■ What you are asked to do
Move the stretch of items from the line containing "Could you point at the dog's tail" through the end of the items over here, repeating every line and adding 13 to each x and y coordinate in the answers. Reproduce only that stretch.

■ Exercise material

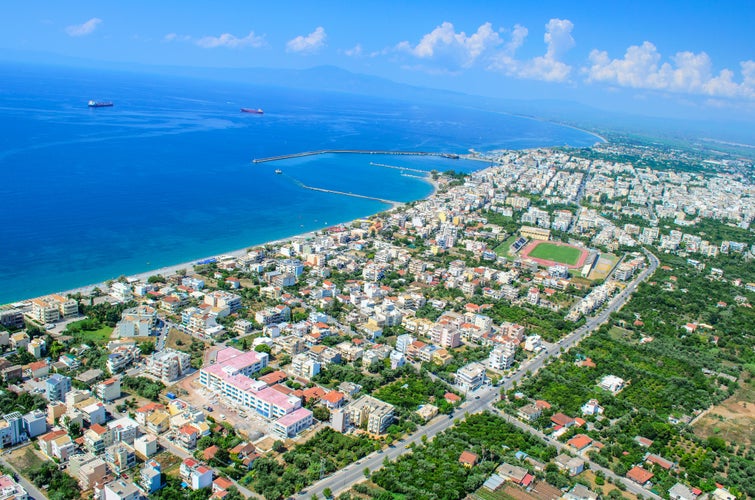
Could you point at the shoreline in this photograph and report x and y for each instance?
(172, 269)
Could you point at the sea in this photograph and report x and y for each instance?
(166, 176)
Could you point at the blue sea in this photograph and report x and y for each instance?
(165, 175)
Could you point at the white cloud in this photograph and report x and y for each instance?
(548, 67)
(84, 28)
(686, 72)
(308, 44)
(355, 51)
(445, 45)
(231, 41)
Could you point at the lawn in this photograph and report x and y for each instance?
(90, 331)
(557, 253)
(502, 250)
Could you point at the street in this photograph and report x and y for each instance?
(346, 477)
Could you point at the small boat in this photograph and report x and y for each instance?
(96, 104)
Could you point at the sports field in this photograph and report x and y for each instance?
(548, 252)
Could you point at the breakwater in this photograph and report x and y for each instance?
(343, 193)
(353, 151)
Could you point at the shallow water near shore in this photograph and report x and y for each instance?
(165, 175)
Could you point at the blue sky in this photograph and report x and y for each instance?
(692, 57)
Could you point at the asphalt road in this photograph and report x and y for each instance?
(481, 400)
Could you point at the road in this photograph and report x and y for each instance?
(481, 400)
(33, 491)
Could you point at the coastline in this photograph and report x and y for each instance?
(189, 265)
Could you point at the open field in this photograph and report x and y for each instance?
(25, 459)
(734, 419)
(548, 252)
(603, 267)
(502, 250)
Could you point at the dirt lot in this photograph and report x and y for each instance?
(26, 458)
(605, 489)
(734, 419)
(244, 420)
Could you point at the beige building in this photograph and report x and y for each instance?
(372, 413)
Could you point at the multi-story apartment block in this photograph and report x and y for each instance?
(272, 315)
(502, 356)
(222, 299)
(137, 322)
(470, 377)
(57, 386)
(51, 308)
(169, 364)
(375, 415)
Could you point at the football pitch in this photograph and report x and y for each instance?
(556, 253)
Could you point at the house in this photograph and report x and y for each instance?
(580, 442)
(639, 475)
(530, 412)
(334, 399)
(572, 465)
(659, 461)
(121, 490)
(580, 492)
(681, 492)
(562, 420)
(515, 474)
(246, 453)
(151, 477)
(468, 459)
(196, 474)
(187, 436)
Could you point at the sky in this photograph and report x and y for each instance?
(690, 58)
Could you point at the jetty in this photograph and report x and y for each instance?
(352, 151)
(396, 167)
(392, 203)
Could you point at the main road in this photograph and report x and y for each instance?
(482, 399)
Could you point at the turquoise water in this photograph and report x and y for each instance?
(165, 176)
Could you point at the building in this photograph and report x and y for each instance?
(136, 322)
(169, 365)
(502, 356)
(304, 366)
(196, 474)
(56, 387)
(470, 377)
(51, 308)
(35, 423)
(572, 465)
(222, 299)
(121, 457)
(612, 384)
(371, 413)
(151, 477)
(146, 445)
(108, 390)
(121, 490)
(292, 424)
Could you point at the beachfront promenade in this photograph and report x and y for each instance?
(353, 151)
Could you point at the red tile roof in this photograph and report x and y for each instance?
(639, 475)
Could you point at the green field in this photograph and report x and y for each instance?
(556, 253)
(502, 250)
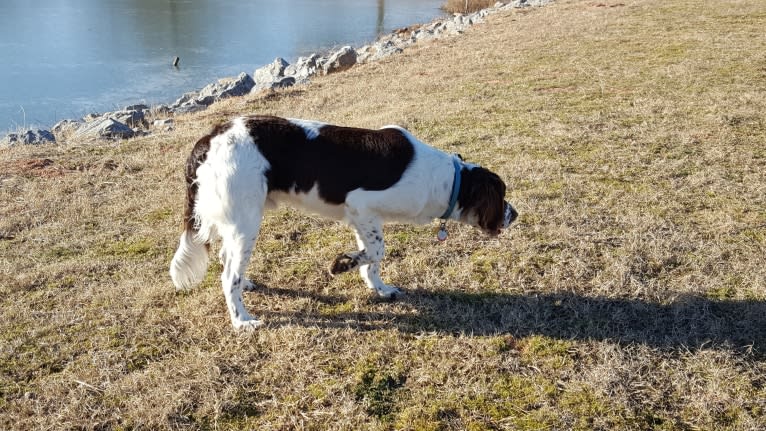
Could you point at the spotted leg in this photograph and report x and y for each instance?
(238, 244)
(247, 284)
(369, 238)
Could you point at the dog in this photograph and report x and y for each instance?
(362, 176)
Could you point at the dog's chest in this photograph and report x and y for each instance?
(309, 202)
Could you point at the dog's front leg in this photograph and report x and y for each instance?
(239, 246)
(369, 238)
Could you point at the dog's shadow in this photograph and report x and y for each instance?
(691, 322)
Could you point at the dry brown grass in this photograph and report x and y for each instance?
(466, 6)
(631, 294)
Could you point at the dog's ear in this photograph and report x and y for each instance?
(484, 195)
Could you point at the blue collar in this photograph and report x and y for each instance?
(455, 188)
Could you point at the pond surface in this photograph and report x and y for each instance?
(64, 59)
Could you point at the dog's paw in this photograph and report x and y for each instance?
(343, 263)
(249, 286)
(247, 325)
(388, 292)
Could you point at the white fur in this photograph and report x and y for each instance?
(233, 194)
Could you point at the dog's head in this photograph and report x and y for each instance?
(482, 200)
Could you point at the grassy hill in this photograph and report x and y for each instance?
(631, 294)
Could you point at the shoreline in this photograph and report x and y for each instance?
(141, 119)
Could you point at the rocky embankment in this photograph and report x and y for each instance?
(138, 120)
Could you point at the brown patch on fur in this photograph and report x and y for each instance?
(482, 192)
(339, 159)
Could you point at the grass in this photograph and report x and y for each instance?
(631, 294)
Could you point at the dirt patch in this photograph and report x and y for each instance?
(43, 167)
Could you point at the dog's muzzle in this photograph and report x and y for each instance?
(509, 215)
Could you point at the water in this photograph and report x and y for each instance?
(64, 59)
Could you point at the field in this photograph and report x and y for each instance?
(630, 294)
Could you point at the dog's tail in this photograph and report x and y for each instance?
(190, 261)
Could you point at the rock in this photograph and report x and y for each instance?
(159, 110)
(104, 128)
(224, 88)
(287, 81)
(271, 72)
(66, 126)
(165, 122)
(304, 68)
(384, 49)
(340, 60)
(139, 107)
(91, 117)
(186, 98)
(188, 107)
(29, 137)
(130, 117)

■ Solution to the exercise
Could you point at the dog's tail in this photograph and report x and y for each instance?
(203, 274)
Could you point at the rock in this photograph and report x and y for each instance?
(172, 123)
(117, 141)
(237, 101)
(300, 94)
(284, 85)
(79, 139)
(178, 135)
(317, 81)
(397, 62)
(353, 73)
(152, 120)
(104, 130)
(199, 111)
(201, 120)
(42, 150)
(143, 130)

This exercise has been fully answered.